▶ _Problem description_
Transcribe the data underneath exactly, keeping every word in place.

Data provided: Begin

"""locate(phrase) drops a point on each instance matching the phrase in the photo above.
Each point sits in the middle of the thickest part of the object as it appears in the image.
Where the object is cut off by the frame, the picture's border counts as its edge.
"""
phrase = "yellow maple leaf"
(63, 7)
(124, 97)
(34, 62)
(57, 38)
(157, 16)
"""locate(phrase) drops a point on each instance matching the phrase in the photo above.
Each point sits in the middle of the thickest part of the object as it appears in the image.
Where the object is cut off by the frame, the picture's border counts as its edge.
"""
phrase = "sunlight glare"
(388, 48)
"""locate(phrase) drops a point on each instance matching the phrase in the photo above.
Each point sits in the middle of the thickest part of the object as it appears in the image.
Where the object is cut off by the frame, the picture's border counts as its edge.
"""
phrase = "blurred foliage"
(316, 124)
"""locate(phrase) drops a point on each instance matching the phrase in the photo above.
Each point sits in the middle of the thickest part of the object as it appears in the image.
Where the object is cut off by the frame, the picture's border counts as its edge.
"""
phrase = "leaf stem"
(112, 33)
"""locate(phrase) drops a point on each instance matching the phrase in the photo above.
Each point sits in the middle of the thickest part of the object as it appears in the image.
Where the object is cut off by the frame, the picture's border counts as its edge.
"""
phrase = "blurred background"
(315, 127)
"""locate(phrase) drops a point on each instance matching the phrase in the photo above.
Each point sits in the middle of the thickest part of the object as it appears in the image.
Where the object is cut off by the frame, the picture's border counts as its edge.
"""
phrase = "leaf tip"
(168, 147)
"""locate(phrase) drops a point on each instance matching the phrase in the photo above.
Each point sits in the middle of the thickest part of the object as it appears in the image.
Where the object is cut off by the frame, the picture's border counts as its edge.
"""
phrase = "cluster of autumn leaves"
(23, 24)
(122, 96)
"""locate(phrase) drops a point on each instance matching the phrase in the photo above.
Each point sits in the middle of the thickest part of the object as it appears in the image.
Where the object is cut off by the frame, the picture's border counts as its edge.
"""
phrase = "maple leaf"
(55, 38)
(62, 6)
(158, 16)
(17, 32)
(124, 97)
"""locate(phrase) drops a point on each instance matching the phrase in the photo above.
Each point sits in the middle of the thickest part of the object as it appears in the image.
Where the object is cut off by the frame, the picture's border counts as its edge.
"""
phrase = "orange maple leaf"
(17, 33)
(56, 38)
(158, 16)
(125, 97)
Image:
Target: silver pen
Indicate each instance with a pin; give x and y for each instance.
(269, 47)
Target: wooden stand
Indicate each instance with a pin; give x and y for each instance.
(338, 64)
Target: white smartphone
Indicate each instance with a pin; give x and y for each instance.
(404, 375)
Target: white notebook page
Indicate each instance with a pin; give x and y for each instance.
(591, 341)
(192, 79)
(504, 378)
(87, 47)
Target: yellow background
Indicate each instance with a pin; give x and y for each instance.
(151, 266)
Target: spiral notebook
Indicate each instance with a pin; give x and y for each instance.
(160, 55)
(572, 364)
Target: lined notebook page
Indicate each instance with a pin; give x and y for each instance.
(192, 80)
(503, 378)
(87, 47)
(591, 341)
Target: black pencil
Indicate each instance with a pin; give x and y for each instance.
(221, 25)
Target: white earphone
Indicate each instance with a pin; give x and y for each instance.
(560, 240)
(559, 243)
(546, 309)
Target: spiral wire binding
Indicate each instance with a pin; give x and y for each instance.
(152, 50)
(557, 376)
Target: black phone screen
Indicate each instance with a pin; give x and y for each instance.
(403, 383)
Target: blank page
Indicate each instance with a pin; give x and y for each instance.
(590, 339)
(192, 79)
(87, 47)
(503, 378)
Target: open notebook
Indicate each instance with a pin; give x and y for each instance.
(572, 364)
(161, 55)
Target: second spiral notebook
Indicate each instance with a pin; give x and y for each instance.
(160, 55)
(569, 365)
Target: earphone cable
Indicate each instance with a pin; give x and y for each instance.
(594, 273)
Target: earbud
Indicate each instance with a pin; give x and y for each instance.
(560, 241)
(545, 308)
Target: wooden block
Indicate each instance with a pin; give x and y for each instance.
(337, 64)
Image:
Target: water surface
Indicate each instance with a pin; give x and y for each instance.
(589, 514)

Data provided: End

▶ _Output for this task_
"""locate(phrase) drops a point on each instance matching the phrase in the photo above.
Each point sits in the middle of the thickest part of the object as it appears in the image.
Where the object is cut off by the frame, the picture's border counts as its edge.
"""
phrase = "yellow maple leaf"
(63, 7)
(124, 97)
(34, 62)
(57, 38)
(157, 16)
"""locate(phrase) drops a point on each instance matching the phrase in the photo above.
Each point sits in the middle of the thickest part of the object as it appears in the image.
Where the object is cut off by the frame, the picture's border counts as its edge.
"""
phrase = "sunlight glare"
(388, 48)
"""locate(phrase) drops a point on each instance matching the phrase in the photo above.
Each point sits in the middle of the thickest part of the object as it appears in the image.
Where the object is cut off by the frame, the picture's border counts as its edge.
"""
phrase = "blurred foliage"
(316, 124)
"""locate(phrase) drops a point on each instance matching the phrase in the photo above.
Each point sits in the middle of the thickest part of the object as it appears in the image.
Where the object is cut off by the frame, the picture's border counts as its edge.
"""
phrase = "leaf stem"
(112, 33)
"""locate(phrase) drops a point on each instance matching the phrase in the photo above.
Each point sits in the middle of the thickest part of the object as it appears in the image.
Where the object is cut off by the frame, the picture's border counts as its edge.
"""
phrase = "blurred background"
(315, 127)
"""locate(phrase) drops a point on each instance matching the phrase in the photo above.
Each point sits in the middle of the thickest part of the object as it appears in the image.
Where the object is cut off by the frame, the picture's border counts as its edge.
"""
phrase = "leaf tip"
(168, 147)
"""locate(phrase) drops a point on each instance matching the phrase in the photo above.
Each point sits in the middle of the thickest part of the object as it appears in the image.
Where the object is cut off by the frame, the picture's border counts as its edge.
"""
phrase = "cluster of autumn leaves"
(23, 24)
(122, 96)
"""locate(phrase) drops a point on each instance matching the phrase in the photo above.
Each point sits in the middle of the thickest part of the object as it appears in the image.
Where the object is cut off by the frame, the picture's border counts as its edge.
"""
phrase = "maple leaf"
(55, 38)
(62, 6)
(158, 16)
(17, 32)
(124, 97)
"""locate(phrase) drops a point on each instance matching the phrase in the photo above.
Each point sits in the middle of the thickest part of the object as it appears in the image.
Where the object is cut off by the frame, the picture's border counts as its edge.
"""
phrase = "orange maple leaf"
(17, 33)
(56, 38)
(158, 16)
(125, 97)
Image:
Target: silver pen
Indicate each instance with a pin; give x and y for each instance.
(269, 47)
Target: wooden stand
Indicate each instance with a pin; give x and y for each instance.
(338, 64)
Target: white smartphone
Indicate each instance with a pin; give x and y for each instance.
(404, 375)
Target: white notebook page
Indicate each instance with a pin; give x and y for each instance.
(591, 341)
(192, 79)
(504, 378)
(87, 47)
Target: yellow background
Indicate each instance with a pin; give x and y for each instance.
(151, 266)
Target: spiral notebook
Indicate each instance with a pin; give x and y for each instance.
(160, 55)
(572, 364)
Target: lined notebook page
Indicate each instance with a pin; give x and y for each instance.
(192, 80)
(503, 378)
(87, 47)
(591, 341)
Target: black pencil
Indicate each instance with a pin; give x and y for each instance.
(221, 25)
Target: white earphone
Indicate each instance with a pin; give x and y for each instance.
(560, 240)
(559, 243)
(546, 309)
Target: spiral wire binding
Indicate each instance with a pin; give x and y for each instance.
(152, 50)
(557, 376)
Target: black phone screen
Indicate each instance with a pin; give x and y for each instance.
(403, 383)
Target: blank page
Indicate each instance with a pin; give x and y for each instance.
(590, 339)
(192, 79)
(87, 47)
(503, 378)
Target: open notebook
Indicate each instance with a pin; give x and y for each instance.
(572, 364)
(161, 55)
Target: second spiral notebook
Indicate each instance with a pin; give x and y for each instance.
(160, 55)
(569, 365)
Target: earphone cable
Indicate each instance with a pin; give x and y for each instance.
(594, 273)
Target: earbud
Indicate each instance with a pin; give x and y for each instance.
(560, 241)
(545, 308)
Target: wooden block
Indicate each instance with a pin; give x and y for each instance.
(337, 64)
Image:
Target: water surface
Indicate each instance with a pin; give x and y for each instance.
(589, 514)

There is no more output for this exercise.